───── Source records ─────
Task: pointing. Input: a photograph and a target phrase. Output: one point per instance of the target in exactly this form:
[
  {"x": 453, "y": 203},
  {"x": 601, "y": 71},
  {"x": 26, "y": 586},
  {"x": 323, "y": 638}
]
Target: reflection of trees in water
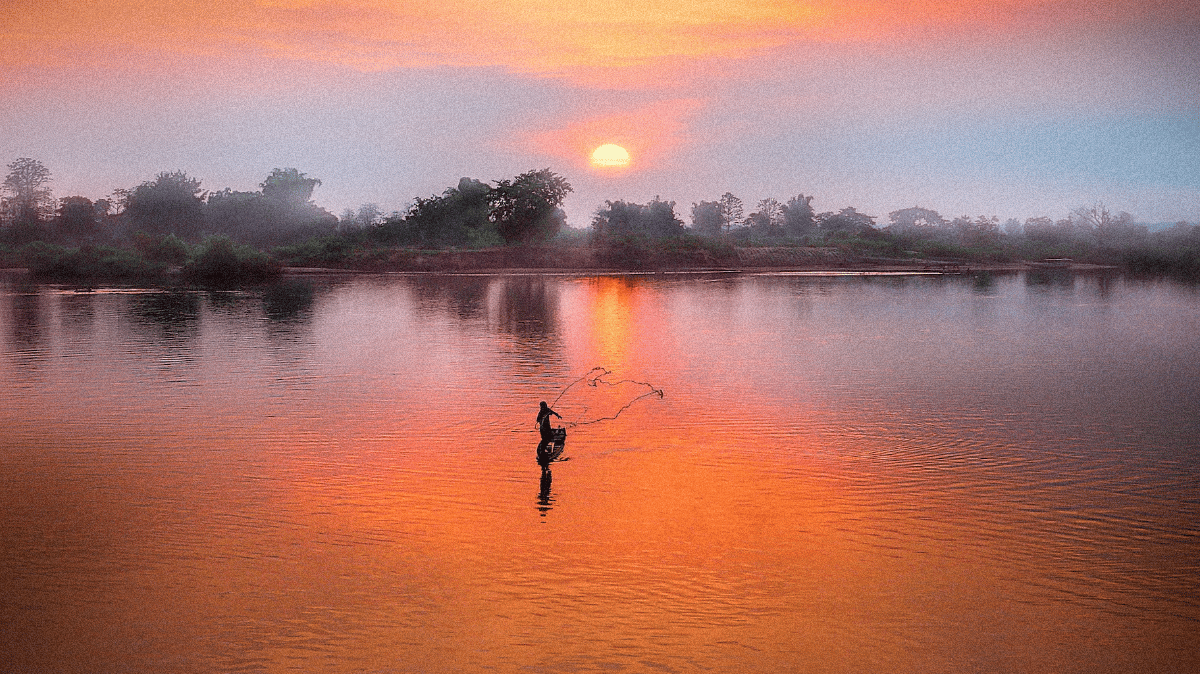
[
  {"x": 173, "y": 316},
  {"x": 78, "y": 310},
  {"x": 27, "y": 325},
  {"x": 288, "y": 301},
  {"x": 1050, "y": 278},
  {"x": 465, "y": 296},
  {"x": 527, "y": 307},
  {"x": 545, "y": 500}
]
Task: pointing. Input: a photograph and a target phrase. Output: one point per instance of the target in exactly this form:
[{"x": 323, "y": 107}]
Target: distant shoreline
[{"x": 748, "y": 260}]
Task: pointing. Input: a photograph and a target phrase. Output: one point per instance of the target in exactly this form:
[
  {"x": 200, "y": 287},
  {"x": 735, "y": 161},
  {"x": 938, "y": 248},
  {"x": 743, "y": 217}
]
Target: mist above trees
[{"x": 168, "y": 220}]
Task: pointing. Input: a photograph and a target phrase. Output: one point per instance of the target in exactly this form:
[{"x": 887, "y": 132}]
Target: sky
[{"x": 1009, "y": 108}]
─────
───── Source records ─────
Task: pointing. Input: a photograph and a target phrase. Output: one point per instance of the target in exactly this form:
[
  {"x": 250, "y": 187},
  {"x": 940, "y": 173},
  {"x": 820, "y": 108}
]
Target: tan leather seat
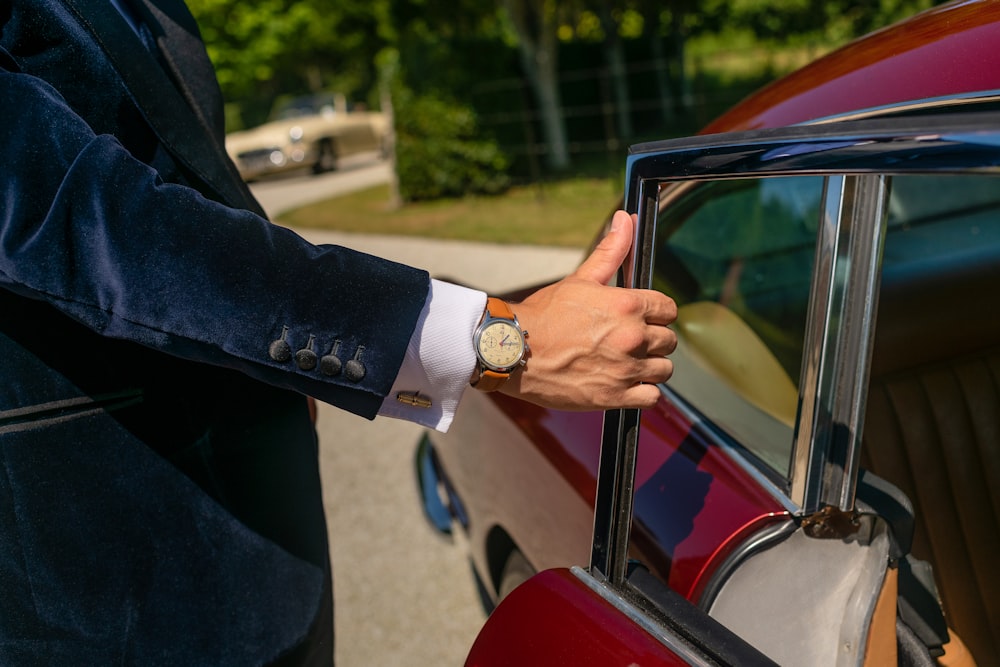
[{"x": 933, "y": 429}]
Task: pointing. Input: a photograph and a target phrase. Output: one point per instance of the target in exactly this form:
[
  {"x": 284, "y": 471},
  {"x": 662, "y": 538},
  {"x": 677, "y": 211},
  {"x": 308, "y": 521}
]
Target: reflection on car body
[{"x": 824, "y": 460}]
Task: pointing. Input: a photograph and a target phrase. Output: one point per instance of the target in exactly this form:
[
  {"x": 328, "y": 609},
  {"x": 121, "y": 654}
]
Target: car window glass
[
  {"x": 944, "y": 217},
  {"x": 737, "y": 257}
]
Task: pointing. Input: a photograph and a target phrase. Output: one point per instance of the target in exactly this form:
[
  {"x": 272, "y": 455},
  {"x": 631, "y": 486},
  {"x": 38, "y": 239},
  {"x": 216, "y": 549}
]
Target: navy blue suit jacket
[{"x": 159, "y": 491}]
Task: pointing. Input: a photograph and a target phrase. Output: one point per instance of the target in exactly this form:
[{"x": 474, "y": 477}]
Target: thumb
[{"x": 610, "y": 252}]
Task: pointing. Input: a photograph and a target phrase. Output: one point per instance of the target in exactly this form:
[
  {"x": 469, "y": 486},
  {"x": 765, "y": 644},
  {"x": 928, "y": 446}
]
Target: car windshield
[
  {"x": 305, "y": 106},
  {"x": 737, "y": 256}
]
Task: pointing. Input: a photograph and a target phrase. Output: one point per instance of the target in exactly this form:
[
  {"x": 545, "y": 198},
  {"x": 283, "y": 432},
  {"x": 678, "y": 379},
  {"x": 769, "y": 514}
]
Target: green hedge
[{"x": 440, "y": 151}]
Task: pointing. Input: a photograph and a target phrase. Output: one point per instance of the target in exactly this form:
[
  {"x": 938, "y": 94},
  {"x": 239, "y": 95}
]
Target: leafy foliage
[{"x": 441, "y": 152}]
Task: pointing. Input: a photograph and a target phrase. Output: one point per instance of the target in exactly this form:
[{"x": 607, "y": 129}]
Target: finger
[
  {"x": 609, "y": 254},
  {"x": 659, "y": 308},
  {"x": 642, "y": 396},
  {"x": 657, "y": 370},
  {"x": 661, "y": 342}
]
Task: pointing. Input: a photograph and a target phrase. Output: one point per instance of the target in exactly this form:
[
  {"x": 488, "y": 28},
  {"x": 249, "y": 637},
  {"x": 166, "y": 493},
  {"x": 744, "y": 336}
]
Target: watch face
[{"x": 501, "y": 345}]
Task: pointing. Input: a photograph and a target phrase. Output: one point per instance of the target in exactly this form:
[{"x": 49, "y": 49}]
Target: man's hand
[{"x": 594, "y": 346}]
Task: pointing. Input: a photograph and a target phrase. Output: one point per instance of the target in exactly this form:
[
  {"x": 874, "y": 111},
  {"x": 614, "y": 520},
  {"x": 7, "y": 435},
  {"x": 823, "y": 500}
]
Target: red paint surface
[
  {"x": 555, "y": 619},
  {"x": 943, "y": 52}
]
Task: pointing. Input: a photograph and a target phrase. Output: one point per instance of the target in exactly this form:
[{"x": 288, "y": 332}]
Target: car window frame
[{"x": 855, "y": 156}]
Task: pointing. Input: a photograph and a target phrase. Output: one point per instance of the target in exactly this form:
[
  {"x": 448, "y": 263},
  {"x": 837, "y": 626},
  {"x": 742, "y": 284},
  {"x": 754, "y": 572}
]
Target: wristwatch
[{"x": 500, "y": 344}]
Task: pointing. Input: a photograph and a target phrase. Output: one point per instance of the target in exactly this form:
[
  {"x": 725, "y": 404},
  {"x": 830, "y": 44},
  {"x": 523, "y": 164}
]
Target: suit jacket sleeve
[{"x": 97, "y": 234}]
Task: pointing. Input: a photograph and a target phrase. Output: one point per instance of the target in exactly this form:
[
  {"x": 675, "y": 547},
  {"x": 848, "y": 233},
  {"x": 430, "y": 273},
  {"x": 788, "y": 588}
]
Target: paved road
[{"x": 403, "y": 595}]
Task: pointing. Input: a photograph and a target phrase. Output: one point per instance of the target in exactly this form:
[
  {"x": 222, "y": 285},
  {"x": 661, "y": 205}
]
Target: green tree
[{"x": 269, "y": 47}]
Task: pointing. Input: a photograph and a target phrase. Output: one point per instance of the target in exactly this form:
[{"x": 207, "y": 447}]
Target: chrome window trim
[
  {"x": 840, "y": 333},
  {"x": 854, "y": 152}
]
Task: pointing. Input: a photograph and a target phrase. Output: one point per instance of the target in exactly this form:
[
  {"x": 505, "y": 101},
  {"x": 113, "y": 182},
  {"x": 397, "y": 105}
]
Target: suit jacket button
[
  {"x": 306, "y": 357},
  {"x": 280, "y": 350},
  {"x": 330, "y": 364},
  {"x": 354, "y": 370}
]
─────
*What the task requires*. Extract every line of the listing above that contains the string "suit", treating uppercase and lowercase as distinct.

*Answer for the task*.
Target: navy blue suit jacket
Target: suit jacket sleeve
Target: suit jacket button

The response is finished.